▶ [ACTIVITY]: Set down the entries below exactly, leaving out all images.

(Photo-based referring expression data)
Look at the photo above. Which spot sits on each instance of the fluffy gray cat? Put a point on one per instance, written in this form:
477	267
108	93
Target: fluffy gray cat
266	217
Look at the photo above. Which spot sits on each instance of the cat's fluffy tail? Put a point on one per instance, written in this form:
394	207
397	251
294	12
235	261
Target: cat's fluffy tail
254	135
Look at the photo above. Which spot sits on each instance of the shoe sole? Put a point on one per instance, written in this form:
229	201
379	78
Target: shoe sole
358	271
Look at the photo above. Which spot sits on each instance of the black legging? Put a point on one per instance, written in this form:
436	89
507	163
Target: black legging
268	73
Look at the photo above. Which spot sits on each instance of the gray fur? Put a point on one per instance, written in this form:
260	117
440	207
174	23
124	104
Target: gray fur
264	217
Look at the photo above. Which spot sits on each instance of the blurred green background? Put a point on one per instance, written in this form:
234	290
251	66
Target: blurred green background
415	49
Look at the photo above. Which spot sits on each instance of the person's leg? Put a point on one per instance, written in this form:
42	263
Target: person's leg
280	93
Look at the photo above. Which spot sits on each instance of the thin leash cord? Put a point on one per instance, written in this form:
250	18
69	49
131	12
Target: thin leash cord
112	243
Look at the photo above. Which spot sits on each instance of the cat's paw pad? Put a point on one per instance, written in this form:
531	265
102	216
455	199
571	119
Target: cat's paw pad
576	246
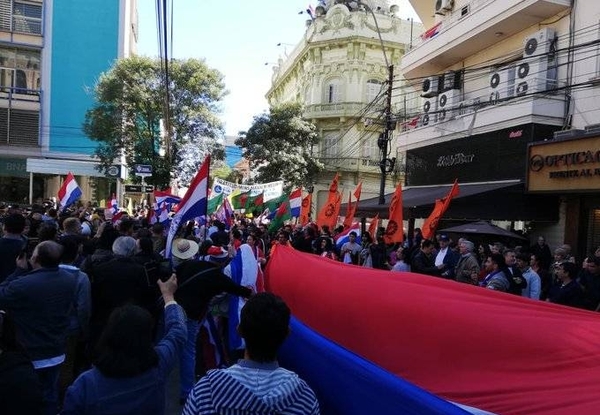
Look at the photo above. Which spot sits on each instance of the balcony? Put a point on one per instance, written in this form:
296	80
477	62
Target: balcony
547	110
473	28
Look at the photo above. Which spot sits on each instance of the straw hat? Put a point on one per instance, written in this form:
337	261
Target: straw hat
184	248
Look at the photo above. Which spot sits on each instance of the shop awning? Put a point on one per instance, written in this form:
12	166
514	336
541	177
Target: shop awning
499	200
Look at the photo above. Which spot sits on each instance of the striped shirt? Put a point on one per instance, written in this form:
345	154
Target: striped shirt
258	388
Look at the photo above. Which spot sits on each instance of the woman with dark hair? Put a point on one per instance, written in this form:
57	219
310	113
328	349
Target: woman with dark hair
20	391
130	373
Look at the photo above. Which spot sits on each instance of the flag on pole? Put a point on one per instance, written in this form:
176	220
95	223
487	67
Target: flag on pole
193	204
69	192
394	232
165	197
281	215
296	203
441	205
329	212
214	203
305	209
373	226
239	201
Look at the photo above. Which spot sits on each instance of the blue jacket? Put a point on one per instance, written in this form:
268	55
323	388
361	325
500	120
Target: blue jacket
41	302
92	393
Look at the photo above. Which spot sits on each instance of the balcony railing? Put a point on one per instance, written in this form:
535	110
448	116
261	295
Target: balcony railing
337	109
21	17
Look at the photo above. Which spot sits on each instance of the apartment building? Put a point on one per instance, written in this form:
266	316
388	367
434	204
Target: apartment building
499	81
51	54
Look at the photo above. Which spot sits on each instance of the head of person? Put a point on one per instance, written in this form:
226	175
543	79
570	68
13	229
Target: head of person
510	258
427	246
494	262
264	325
46	254
443	240
523	260
593	265
465	247
124	246
72	226
126	346
560	254
71	249
566	271
14	223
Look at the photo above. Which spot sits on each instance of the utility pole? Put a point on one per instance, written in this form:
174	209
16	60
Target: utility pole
386	164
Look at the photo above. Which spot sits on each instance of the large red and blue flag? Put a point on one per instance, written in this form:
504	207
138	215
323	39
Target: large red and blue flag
193	204
69	192
295	203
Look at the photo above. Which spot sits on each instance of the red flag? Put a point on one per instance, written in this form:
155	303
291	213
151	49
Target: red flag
441	205
305	209
350	211
394	232
329	212
373	226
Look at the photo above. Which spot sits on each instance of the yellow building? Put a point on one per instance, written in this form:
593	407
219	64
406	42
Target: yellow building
339	71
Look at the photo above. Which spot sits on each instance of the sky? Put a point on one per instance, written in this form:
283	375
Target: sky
236	37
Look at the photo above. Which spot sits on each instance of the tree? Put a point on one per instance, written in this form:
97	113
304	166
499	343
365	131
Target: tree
278	146
127	116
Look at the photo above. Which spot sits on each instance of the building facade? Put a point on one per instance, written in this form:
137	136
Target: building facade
339	71
497	78
51	54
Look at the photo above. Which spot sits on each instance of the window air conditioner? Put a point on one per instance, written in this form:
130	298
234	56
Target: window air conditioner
430	87
442	6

▶ [EXERCISE RESPONSE]:
Look at the photo above. Which spot sits on each instance of the fluffy gray cat? Put a point on one per instance, written in this form:
477	267
108	93
Target: fluffy gray cat
266	217
Look at the photo above. Which spot sits on each instance of the cat's fluffy tail? Put a point on one per instance, written in this form:
394	207
397	251
294	12
235	261
Target: cat's fluffy tail
254	135
Look at the photo above. Which spot sits on each instance of the shoe sole? Put a point on one per instance, written in this form:
229	201
379	78
Target: shoe sole
358	271
Look at the photo above. Which spot sits on each instance of the black legging? Put a point on one per instance, written in this form:
436	89
507	163
Target: black legging
268	73
Look at the photo above. Which spot sits on each instance of the gray fur? Put a point on one per instance, written in this form:
260	117
440	207
174	23
124	104
Target: gray fur
264	217
Look at the photo above. Which spot sits on each instance of the blurred green background? Put a point on one per instance, written in this form:
234	290
251	66
Target: blurred green background
415	49
Look at the photo above. Which spot sits on each instance of the person's leg? Put a point on one per instance, written in this form:
42	263
Target: person's leg
280	93
Look at the photo above. Which spot sits on each instance of the thin leash cord? Put a point on one per instance, written in this form:
250	18
69	49
131	12
Target: thin leash cord
112	243
Look at the photo above. Which spot sits on each instance of the cat's paw pad? Put a point on one per instance, written in this form:
531	265
102	216
455	199
571	119
Target: cat's paw pad
576	246
Look at the photo above. Which spot sits on each instance of the balcony? Put a point on one per instance, written in this form:
296	80
477	62
Target: balcony
547	110
473	28
Look at the photo above. Which spot sits on each instance of the straw hat? Put a point on one per instance, written in this form:
337	261
Target: straw hat
184	248
Look at the photo above. Which spot sits on each instance of the shop awning? Put a point on one per instance, written in this form:
12	166
514	336
541	177
Target: shop awning
499	200
Look at the photo above. Which spot sits on each instance of the striped shirt? Put a point on one per instance, written in this form:
345	154
Target: striped shirt
258	388
Look at the photo above. Which spot sits on each instance of the woman with dark hair? Put a point on one per instance, written in this form:
57	219
310	113
328	349
Target: woman with dark hair
20	391
130	373
Look at the photo above. Which spot sits on each instance of the flag on pole? Put a point on one per instance, written in this form:
176	220
95	223
487	67
Target: flag on pole
193	204
69	192
394	232
165	197
281	215
296	203
441	205
329	212
214	203
305	209
373	226
239	201
Look at the photo above. Which spot sits on each instance of the blue jacket? Put a point on one per instance, written in this form:
268	55
323	388
361	325
500	120
Target: blue jacket
41	302
92	393
Look at the photo above. Which spot sits on each instance of the balcony railing? Put a point on one per instance, written in this form:
535	110
448	116
261	295
Target: balcony railing
337	109
21	17
Look at the photo above. Which spot sits on each instance of the apartment building? Put a point on one per instance, written in this form:
266	316
388	367
434	204
Target: apartment building
499	81
51	54
Look at the photo above. Which spot sits on each instance of the head of person? Put a point on one per instance, written in this form:
226	175
543	79
570	68
13	229
Target: head of person
510	258
427	246
494	262
264	325
46	254
443	240
523	260
593	265
465	247
124	246
72	226
126	346
560	254
71	249
566	271
14	223
Look at the photo above. Which spot sits on each instance of the utility pole? Put a point on one per instance, written in this form:
174	209
16	60
Target: utility pole
386	164
Look at the photo above. Which spot sits on each instance of the large red and blue flag? Put a point on one per instance, written in this form:
504	207
138	215
323	39
Target: large red and blue flag
193	204
69	192
295	203
Look at the photo above. Which spot sits on each instance of the red flag? Put a point on one per instance, written in this form:
155	303
291	213
151	49
Target: red flag
441	205
305	209
350	211
394	232
329	212
373	226
Look at the photo above. Which spot sits on each instance of the yellow building? Put a point on one per instance, written in this form:
593	407
219	64
406	42
Target: yellow building
339	71
Look at the photo above. Which spot sits on each instance of the sky? Put a point on one per instance, written in this form:
283	375
Target: sky
236	37
Look at the photo above. Which spot sits on each instance of the tree? Put a point on one per instance, written in this form:
97	113
304	166
499	343
365	131
Target: tree
278	146
127	116
Look at the photo above. Which spot sits on each instance of the building facade? Put a point on one per instance, written in this form:
137	136
Target: building facade
339	71
497	78
51	54
Look at the photo above. Which spot sits on each instance of the window air conditioner? Put a point on one per instance, written in this form:
130	298
234	56
Target: window air conditioner
430	87
442	6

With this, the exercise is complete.